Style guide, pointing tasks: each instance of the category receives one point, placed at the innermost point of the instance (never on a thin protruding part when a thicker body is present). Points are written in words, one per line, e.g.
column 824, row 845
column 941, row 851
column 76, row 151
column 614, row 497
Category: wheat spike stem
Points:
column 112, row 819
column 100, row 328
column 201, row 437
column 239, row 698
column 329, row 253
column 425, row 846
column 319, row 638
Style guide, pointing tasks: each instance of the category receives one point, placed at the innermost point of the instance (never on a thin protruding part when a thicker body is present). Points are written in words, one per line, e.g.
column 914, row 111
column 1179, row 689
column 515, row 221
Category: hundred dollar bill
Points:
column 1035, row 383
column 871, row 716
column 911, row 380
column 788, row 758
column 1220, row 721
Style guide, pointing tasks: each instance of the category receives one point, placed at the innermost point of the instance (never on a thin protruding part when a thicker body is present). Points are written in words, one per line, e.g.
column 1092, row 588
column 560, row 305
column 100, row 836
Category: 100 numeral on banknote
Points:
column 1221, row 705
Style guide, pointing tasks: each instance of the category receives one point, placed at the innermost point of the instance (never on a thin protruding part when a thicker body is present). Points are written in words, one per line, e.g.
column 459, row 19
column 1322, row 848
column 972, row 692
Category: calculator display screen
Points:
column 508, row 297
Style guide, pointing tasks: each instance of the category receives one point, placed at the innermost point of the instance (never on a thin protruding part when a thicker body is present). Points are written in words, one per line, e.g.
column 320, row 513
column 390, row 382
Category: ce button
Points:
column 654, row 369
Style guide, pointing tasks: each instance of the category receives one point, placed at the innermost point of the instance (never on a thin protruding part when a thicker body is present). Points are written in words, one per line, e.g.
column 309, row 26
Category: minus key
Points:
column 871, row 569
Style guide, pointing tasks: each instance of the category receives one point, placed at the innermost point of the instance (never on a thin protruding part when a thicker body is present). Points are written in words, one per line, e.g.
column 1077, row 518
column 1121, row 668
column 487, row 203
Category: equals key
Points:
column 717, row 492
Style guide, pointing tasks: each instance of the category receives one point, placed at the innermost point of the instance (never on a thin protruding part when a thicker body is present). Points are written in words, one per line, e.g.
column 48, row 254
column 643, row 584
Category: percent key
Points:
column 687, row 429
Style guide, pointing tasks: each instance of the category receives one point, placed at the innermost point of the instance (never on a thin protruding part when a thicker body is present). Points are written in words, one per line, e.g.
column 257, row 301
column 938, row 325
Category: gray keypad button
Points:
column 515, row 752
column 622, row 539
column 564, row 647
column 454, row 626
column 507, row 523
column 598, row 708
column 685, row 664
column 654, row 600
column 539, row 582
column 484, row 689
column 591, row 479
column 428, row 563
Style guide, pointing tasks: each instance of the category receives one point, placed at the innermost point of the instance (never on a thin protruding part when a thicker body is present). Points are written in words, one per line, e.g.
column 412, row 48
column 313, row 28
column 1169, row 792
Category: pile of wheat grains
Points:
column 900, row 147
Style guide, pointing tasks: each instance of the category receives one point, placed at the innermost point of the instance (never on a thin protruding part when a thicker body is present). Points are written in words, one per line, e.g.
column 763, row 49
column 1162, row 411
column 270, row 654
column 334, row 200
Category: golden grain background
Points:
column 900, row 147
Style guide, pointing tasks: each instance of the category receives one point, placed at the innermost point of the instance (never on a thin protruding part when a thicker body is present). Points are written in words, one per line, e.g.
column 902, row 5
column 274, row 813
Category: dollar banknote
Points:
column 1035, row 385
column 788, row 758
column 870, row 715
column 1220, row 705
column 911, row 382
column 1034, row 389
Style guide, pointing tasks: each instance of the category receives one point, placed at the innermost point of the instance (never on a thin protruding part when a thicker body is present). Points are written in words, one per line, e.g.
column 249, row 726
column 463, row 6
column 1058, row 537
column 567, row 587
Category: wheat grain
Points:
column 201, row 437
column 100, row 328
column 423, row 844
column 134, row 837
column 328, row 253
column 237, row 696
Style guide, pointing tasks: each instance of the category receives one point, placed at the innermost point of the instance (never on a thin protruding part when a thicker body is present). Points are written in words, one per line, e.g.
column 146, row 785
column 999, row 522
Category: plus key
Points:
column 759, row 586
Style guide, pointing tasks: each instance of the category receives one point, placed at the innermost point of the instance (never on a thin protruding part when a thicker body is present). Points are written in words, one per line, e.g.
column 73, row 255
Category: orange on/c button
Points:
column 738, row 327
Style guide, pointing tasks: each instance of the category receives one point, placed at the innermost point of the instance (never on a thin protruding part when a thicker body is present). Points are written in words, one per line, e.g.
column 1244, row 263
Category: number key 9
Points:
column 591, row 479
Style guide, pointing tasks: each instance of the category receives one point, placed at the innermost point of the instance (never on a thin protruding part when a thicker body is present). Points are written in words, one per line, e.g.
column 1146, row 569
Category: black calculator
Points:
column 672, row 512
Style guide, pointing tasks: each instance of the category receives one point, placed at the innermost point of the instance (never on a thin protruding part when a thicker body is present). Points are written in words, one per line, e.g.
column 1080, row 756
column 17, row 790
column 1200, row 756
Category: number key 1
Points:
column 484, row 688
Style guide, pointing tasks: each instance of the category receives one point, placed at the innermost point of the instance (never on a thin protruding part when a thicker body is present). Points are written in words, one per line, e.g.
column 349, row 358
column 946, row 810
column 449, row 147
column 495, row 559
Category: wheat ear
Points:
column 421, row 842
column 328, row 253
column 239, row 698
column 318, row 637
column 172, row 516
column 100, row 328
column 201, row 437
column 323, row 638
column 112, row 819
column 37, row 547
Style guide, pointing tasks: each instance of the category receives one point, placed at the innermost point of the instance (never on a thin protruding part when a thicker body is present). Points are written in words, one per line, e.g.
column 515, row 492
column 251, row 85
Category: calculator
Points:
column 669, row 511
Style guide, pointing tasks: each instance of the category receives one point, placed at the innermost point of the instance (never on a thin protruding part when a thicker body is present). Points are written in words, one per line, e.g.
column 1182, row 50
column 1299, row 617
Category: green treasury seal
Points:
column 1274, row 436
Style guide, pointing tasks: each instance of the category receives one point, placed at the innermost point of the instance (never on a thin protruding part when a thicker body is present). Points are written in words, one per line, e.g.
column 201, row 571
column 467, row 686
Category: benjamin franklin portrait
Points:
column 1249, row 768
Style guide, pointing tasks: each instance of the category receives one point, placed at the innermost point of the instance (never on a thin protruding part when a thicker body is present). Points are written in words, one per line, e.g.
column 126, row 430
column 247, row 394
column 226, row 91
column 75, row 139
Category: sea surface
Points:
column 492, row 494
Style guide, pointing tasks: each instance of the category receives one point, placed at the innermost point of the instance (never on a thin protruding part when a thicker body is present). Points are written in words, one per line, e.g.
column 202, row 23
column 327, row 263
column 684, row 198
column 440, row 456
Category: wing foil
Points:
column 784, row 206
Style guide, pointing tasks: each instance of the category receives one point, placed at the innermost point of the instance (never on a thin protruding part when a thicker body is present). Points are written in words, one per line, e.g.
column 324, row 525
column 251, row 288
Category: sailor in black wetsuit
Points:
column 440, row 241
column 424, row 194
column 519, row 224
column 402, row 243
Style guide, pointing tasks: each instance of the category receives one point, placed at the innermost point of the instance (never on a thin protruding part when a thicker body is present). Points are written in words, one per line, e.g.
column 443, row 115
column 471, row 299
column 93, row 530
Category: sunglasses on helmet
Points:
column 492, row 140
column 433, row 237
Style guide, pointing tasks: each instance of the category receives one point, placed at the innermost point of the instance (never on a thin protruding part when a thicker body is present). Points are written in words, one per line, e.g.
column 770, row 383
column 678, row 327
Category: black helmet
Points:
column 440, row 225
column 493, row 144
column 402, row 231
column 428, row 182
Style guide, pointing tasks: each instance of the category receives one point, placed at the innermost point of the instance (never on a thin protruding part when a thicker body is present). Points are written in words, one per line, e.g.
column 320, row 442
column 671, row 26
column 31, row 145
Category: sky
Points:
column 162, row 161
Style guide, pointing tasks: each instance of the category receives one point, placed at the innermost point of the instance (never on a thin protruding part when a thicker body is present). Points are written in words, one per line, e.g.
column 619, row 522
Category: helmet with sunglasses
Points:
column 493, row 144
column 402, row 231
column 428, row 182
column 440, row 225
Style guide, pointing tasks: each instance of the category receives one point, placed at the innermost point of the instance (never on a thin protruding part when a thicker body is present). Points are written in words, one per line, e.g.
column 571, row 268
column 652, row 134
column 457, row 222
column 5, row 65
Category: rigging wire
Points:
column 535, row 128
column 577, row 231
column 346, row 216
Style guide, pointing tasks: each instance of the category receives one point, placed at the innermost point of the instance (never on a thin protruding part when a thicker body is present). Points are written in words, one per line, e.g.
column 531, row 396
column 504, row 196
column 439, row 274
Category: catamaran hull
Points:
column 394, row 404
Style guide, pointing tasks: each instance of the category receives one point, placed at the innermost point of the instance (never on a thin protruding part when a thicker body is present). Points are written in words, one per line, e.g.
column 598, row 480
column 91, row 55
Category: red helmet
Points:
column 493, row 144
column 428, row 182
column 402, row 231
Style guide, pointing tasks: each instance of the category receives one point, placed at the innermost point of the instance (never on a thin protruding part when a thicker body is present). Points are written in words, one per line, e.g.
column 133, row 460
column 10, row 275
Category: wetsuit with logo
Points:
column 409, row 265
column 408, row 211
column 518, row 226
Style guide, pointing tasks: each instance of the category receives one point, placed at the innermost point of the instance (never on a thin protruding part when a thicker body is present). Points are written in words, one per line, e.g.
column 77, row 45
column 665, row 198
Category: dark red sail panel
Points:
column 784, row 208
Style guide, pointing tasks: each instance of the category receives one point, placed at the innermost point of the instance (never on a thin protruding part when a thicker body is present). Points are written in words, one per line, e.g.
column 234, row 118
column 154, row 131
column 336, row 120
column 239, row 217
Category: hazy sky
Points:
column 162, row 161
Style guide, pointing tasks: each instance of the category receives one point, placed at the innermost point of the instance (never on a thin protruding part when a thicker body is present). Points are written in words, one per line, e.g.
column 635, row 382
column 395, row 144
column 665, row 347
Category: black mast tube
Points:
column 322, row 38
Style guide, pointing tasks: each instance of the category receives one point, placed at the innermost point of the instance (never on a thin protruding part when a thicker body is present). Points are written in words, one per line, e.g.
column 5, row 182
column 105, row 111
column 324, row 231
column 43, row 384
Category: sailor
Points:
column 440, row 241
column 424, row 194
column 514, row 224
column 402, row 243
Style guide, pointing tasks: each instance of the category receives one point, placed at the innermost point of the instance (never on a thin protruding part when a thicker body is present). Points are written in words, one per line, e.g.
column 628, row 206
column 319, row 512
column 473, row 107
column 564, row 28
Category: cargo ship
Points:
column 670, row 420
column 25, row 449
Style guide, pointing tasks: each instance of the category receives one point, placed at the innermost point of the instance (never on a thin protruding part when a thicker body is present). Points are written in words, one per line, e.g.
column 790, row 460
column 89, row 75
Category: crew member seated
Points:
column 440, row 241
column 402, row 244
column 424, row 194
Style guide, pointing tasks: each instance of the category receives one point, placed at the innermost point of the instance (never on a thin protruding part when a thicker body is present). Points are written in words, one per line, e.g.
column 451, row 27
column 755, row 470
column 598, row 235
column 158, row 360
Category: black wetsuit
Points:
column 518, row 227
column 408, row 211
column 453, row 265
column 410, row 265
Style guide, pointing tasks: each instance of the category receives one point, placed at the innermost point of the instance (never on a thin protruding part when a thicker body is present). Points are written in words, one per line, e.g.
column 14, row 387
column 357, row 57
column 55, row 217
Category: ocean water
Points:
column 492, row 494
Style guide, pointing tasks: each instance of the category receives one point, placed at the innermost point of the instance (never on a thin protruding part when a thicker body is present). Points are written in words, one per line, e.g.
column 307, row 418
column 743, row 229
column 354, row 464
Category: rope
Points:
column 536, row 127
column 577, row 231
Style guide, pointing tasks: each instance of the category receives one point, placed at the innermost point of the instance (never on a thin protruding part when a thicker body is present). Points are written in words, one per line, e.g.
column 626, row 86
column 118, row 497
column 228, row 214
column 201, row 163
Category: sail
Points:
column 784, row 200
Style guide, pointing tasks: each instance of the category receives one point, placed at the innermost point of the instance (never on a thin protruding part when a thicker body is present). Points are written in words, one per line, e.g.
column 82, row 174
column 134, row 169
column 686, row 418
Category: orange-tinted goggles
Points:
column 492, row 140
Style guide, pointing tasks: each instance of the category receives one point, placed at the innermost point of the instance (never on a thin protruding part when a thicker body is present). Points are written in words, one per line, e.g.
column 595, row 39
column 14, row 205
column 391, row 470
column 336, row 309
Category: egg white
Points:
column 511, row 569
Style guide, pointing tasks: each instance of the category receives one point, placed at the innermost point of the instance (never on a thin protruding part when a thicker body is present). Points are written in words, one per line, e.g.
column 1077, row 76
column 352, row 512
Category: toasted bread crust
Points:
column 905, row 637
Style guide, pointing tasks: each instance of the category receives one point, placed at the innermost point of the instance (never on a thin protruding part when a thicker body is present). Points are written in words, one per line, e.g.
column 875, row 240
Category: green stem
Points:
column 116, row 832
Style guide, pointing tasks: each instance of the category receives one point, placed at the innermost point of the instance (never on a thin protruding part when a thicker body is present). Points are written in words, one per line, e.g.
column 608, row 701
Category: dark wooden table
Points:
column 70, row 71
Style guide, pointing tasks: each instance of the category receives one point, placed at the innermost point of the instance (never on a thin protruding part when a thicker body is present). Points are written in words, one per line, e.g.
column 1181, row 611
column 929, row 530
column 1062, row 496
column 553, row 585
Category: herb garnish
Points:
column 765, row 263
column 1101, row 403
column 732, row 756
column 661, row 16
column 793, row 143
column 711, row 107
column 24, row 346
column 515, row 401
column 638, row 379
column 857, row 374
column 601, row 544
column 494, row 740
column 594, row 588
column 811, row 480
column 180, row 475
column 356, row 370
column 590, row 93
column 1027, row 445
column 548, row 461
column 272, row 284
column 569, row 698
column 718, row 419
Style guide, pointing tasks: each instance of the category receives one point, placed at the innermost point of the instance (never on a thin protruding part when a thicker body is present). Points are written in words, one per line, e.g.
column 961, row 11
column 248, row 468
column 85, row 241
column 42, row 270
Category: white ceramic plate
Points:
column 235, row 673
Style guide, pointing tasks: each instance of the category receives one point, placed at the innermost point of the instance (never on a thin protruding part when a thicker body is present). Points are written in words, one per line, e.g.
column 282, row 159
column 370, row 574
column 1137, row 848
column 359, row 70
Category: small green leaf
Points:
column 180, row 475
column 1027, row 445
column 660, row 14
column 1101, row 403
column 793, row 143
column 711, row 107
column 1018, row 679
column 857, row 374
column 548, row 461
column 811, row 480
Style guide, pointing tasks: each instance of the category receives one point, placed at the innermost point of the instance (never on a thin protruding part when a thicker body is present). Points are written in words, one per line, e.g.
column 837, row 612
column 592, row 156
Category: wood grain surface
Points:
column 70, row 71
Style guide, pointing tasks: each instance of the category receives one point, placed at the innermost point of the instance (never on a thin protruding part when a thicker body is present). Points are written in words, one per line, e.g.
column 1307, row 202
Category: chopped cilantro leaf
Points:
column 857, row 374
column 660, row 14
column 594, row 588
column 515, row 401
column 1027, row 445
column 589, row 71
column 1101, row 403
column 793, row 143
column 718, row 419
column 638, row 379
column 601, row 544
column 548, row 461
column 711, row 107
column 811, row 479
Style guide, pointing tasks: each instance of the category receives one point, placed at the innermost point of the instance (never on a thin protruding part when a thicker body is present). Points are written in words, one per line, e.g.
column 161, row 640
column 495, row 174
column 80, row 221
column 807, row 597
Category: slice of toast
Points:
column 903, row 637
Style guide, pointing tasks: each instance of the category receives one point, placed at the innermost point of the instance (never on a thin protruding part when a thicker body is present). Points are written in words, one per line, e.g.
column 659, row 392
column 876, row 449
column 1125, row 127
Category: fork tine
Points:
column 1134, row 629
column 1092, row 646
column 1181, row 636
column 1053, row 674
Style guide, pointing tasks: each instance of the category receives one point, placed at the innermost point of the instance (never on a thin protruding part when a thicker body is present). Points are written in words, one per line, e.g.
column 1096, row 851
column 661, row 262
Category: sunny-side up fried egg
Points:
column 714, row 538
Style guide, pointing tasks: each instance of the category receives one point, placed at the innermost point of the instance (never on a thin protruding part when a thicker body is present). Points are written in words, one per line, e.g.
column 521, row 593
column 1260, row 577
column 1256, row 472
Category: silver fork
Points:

§ Given instruction:
Recast the lines from the first one above through the line containing "column 508, row 297", inclusive, as a JSON list of strings with one string per line and any blank lines omitted.

§ Solution:
[
  "Style guide, pointing tasks: each instance of the category receives one point, placed at the innermost point of the instance (never on a thin protruding part when a thicker body is present). Points are written in words, one per line, e.g.",
  "column 824, row 845",
  "column 941, row 851",
  "column 76, row 151",
  "column 614, row 497",
  "Category: wheat spike stem",
  "Points:",
  "column 112, row 819",
  "column 100, row 328",
  "column 201, row 437",
  "column 239, row 698",
  "column 329, row 253",
  "column 425, row 846",
  "column 319, row 638",
  "Style guide, pointing tasks: each instance of the category receives one point, placed at the innermost point of the instance (never on a thin protruding part when a thicker body is present). Points are written in words, one per line, e.g.",
  "column 914, row 111",
  "column 1179, row 689",
  "column 515, row 221",
  "Category: hundred dollar bill",
  "Points:",
  "column 1035, row 383",
  "column 871, row 716",
  "column 911, row 380",
  "column 788, row 758",
  "column 1220, row 721",
  "Style guide, pointing tasks: each instance of the category receives one point, placed at the innermost point of the instance (never on a thin protruding part when a thicker body is present). Points are written in words, one per line, e.g.",
  "column 1092, row 588",
  "column 560, row 305",
  "column 100, row 836",
  "Category: 100 numeral on banknote",
  "Points:",
  "column 1221, row 705",
  "Style guide, pointing tasks: each instance of the category receives one point, placed at the innermost point of the instance (never on a thin protruding part when a thicker body is present). Points are written in words, one per line, e.g.",
  "column 459, row 19",
  "column 1322, row 848",
  "column 972, row 692",
  "Category: calculator display screen",
  "Points:",
  "column 508, row 297"
]